- **PROBLEM TO WORK ON**: Would you transcribe each entry precisely as it stands, setting aside any images?
____________
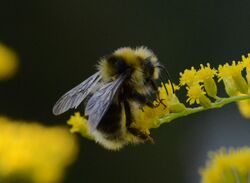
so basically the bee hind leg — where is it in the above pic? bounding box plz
[123,100,154,144]
[127,127,154,144]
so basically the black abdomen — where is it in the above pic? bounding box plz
[97,102,123,136]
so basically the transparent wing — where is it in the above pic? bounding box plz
[53,72,101,115]
[85,73,128,130]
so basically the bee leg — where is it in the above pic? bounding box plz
[128,91,156,108]
[149,80,168,108]
[123,100,154,143]
[154,98,167,109]
[127,127,154,144]
[139,105,144,112]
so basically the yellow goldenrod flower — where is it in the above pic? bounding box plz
[159,82,186,113]
[218,61,248,96]
[0,116,78,183]
[179,67,199,86]
[201,147,250,183]
[196,63,217,98]
[131,100,168,131]
[67,112,94,140]
[242,53,250,85]
[186,84,211,107]
[0,43,19,80]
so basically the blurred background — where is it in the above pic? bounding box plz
[0,0,250,182]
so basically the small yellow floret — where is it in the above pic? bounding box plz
[218,63,232,81]
[158,82,186,113]
[179,67,198,86]
[197,64,217,98]
[67,112,94,140]
[186,84,211,107]
[0,43,19,80]
[196,63,216,81]
[218,61,248,95]
[186,84,206,105]
[201,147,250,183]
____________
- **RESPONSE TO THIS TASK**:
so basically the bee hind leg — where is it in the above pic? bounding box plz
[123,100,154,144]
[127,127,154,144]
so basically the black abdomen — where is it in the above pic? bounding box plz
[97,102,123,136]
so basically the transparent wing — where is it in the above pic? bounding box plz
[53,72,101,115]
[85,73,128,130]
so basically the bee leg — where is it in the above pic? bounding box plz
[128,91,156,108]
[149,80,168,108]
[123,100,154,143]
[154,98,167,109]
[127,127,154,144]
[139,105,144,112]
so basically the yellow goldenrod flower — where is it in the above pic? bounding box plz
[159,82,186,113]
[218,61,248,96]
[0,116,78,183]
[179,67,199,86]
[201,147,250,183]
[196,63,217,98]
[131,100,168,131]
[67,112,94,140]
[242,53,250,85]
[186,84,211,107]
[0,43,19,80]
so basically the blurred background — where is it in the above pic? bounding box plz
[0,0,250,182]
so basically the small yellow floret — where is it in the above pic? bounding box plz
[218,63,232,81]
[158,82,186,113]
[179,67,198,86]
[197,64,217,98]
[67,112,94,140]
[186,84,211,107]
[0,43,19,80]
[196,63,216,81]
[218,61,248,95]
[186,84,206,105]
[201,147,250,183]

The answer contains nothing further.